[Stated problem 1]:
From the forum thread about buying homes at public auction, list every problem the Bump Deal post attributes to the REO property in Alpine, CA.
[Stated problem 2]:
Carry on the forum thread about buying homes at public auction, picking up after its final comment.

::: Provided passage

By Eiwalker,  Mon Feb 20 2012, 12:57
This thread isn't referring to a specific property. It's just a thread about buying homes at public auction. So all the disagreements about whether the neighbors or good or bad and so on are confused, as you guys aren't most likely aren't even talking about the same properties.
By Ismihan Demir,  Mon Feb 27 2012, 14:36
How much is the HOA?:))
By Bumb Deal,  Sat Mar 24 2012, 07:44
Bank owned Foreclosures can be a real Bumb Deal for the buyer! Banks by law are not required to make any disclosures regarding the condition of the property. Believe me when I say IT IS BUYER BEWARE! A perfect example of this is the REO property located a 2138 Paseo Donito, Alpine, CA 91901. The roof leaks & needs to be replaced & there is mold & water damage on both the first & second floors due to the leaking roof. There are 2 private road maintenance agreements tied to the property. There are a number of access easements across the property. Alpine Fire is owed $4,500.00 for hazard abatement work done by them. None of this was or will be disclosed by the BANK! BUYER BEWARE!
By George Luallen,  Sun Apr 22 2012, 08:33
why is itthatyou cant buy one of these houses. I had my realtor put in a bid over the askin price and it was rejected at no explanation.just rejeced. Can they list a property and then reject you for no reason. i gave ernest money and had my approved money letter for the rest. What is the deal.do they not wanna sell these homes or is it just a trick ofsome kind. Cant get no answer from the bank!!!!!
By Stephanie Leon,  Sun Apr 29 2012, 18:00
BUYER BEWARE At Auction... You may end up buying only the HOA foreclosure note and still have to deal with the First lien holder...
By Lisa Montes,  Thu May 10 2012, 18:42
Great insight. Very helpful to steer clients away from the auction block
By Colorado Native,  Mon May 21 2012, 17:45
@ By Greenbay and anyone else interested: Yuor comments about criminal activity is untrue. Period.
By David Indermill,  Wed May 30 2012, 23:27
Buying a Property @an auction is a very risky investment. You need to have someone tracking and bidding on the home, plus you need someone to have eyes on the physical property the morning of the auction and to boot have a title Rep track the property to see if the owner has made any changes on title that will affect the ability to purchase. These home are all as is and many site unseen on the interior.
By robertpottsconsultant,  Thu May 31 2012, 21:45
Everyone leaving comments are trying to scare away competition from the foreclosure buying business, plain and simple. They are painting a picture of pain, misery, and grief in hopes that you take your cash and run like hell, just one less person that they have to bid against at the auction, so that they can get the property cheap, slap on a coat of paint and hire some highschool kids to do a bit of landscaping, then make about 50k to 80k off the deal. While some of the informaiton is valid to a certain degree, you will make a killing of buying foreclosures and everyone above knows it, but they will not tell you that because you are competition to them in the bidding process. Pay absolutely NO ATTENTION to the naysayers, bring your money to the auction, and buy the house you want and make an awsome profit.
Wow, all this talk of doom and gloom, people, read between the lines. they are screaming at you "go away! we dont want the competition! We want to make all the big money on buying foreclosures! Shoooo! Scat! LOL , sad really, so dont listen to any of them. Buy, Paint, List, Enjoy!

::::::
::: Stored records

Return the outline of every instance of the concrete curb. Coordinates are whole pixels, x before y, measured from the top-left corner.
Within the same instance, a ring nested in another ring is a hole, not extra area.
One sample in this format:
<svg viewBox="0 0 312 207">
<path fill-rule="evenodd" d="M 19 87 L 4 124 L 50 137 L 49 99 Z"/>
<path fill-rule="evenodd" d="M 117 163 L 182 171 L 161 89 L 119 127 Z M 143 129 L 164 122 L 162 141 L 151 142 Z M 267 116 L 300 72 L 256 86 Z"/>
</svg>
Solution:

::::::

[Task result 1]:
- The roof leaks and needs to be replaced.
- There is mold and water damage on both the first and second floors due to the leaking roof.
- There are 2 private road maintenance agreements tied to the property.
- There are a number of access easements across the property.
- Alpine Fire is owed $4,500.00 for hazard abatement work done by them.

[Task result 2]:
By Matie,  Thu Jun 7 2012, 03:19
I think, much better to buy before it. For searching I found http://www.indexpost.com/
By M T Friese,  Fri Jul 13 2012, 10:29
robertpottsconsultant: I agree that people here are trying to scare competitive bidders away That said, one MUST do due diligence. No attorney needed. In fact, attorneys are useless for this game. You must nose around the property as a first step. You must know the seniority of the loan. You must know about back taxes. You must know about liens. Once you have satisfied yourself that you know how to check these things, you should visit the property the day of the auction to note any new changes. I have purchased 17 houses at auction and only two turned out to be nasty surprises. but sometimes the surprises are happy. Example: I bought a newish house and found out it had never been occupied. Another time I found a garage full of building materials.
By carlos parrague,  Sat Aug 4 2012, 14:43
You don't need a lawyer, but you do need someone who knows what they are doing, especially if you don't. There is no reward without risk, the greater the risk the higher the reward.
So if you can save 20 to 25% on a foreclosure, why be so greedy that you can't pay an experienced person 5%. You are still saving 20%.
Greed is what will get you in trouble.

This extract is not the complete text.